— Start Document passage —

It is estimated that over 50 million people in the U.S. speak two or more languages. The majority of multilingual residents in the U.S. live in cities, and, as language professionals, we were curious which cities in the U.S. are the most multilingual. We combed through census data and developed a scoring system that includes cultural and linguistic factors in order to rank the top multilingual cities in the country –places where a resident might be able to read a газета, have a quick bite of a عجين الفطير, and maybe even take in a few minutes of a poésie reading, all in the course of an average day.
In order to keep the rankings manageable, we included only cities that the 2000 Census cited as having more than 400,000 residents, leaving us with 40 cities. We ranked them using a calculated point system. Each of the 40 cities received a score between 1 – 40 in ten different categories. The lower the number, the better score for the city, as in the game of golf. Here is a list of the categories, followed by the ranking results:
Cultural-Linguistic Data Set
We also compiled data sets on cultural and linguistic events and institutions in each of the 40 cities. With the cultural-linguistic data set, we attempt to go beyond population stats to highlight the diversity that multilingual places enjoy. We ranked cities on a scale from 1 – 40 in the following cultural categories:
Leading off the group is New York City, which may not surprise many readers given that New York remains the most populous city in the country. According to census data, 47% of New Yorkers are multilingual. Almost 3 million New Yorkers speak languages in addition to English. If we would have included the city’s boroughs independently on this list, a few of them would have scored towards the top as well.

— End Document passage —
— Start Dataset —

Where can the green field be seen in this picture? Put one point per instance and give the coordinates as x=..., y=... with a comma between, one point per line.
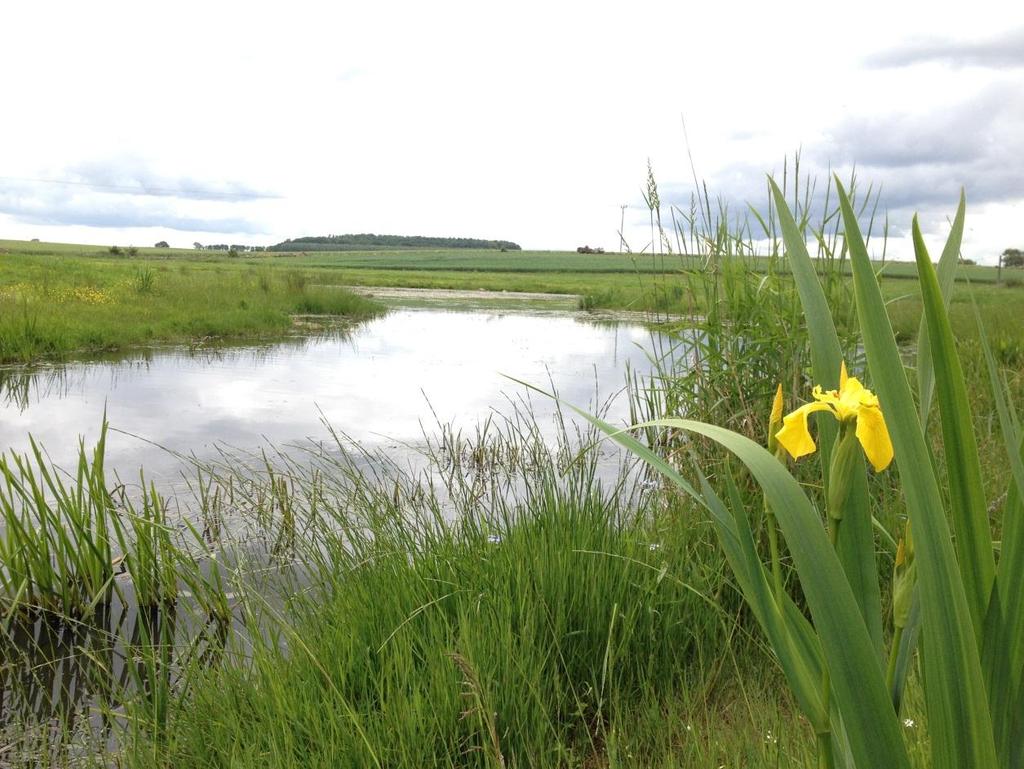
x=513, y=609
x=60, y=299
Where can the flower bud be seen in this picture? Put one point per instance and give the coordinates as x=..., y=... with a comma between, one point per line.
x=904, y=580
x=842, y=470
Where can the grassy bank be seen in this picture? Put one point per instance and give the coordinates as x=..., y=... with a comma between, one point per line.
x=55, y=305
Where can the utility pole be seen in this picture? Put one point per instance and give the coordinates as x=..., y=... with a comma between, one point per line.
x=622, y=226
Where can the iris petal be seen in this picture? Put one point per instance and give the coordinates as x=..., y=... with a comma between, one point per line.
x=873, y=436
x=795, y=436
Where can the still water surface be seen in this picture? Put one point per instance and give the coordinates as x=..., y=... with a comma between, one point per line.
x=383, y=384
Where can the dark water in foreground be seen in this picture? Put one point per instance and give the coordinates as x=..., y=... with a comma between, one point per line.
x=385, y=385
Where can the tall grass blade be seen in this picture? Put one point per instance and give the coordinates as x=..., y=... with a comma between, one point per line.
x=946, y=271
x=954, y=695
x=854, y=667
x=856, y=538
x=967, y=499
x=1003, y=653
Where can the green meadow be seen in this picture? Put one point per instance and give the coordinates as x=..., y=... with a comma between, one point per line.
x=61, y=300
x=733, y=596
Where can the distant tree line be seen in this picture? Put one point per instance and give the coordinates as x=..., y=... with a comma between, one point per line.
x=225, y=247
x=370, y=241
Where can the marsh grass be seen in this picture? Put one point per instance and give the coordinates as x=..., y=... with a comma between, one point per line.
x=53, y=307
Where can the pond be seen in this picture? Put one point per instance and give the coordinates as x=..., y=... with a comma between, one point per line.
x=383, y=384
x=387, y=385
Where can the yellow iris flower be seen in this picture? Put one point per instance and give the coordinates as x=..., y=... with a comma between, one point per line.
x=852, y=402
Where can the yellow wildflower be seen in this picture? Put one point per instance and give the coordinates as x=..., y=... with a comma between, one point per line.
x=852, y=402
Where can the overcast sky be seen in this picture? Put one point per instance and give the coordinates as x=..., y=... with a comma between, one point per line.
x=531, y=122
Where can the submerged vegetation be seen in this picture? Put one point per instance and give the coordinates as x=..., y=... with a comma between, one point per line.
x=528, y=601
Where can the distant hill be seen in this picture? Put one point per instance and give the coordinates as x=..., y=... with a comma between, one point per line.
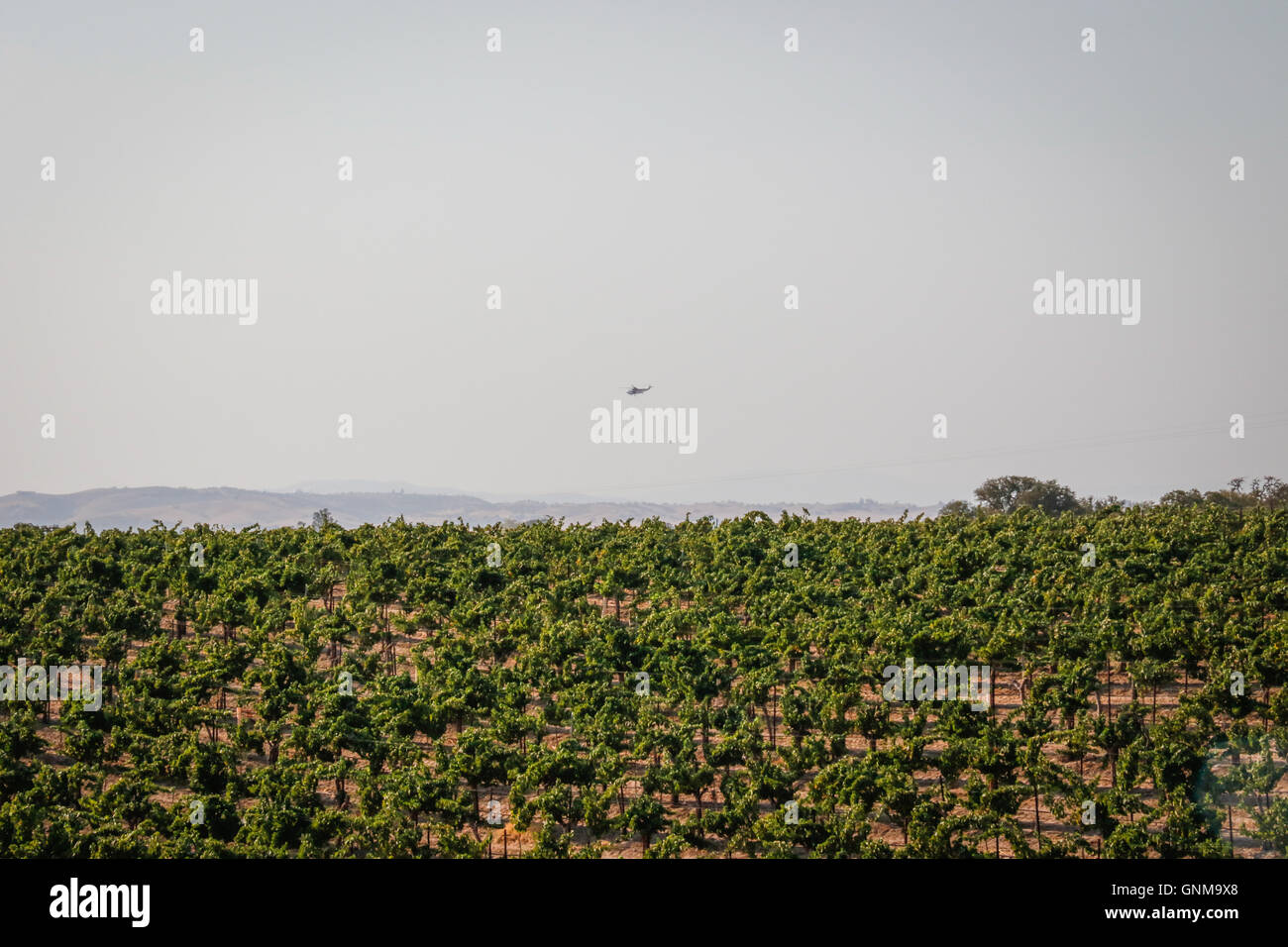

— End Dataset —

# To be done
Reproduce everything from "It is estimated" down to "an average day." in the multilingual cities passage above.

# Problem solution
It is estimated that over 50 million people in the U.S. speak two or more languages. The majority of multilingual residents in the U.S. live in cities, and, as language professionals, we were curious which cities in the U.S. are the most multilingual. We combed through census data and developed a scoring system that includes cultural and linguistic factors in order to rank the top multilingual cities in the country –places where a resident might be able to read a газета, have a quick bite of a عجين الفطير, and maybe even take in a few minutes of a poésie reading, all in the course of an average day.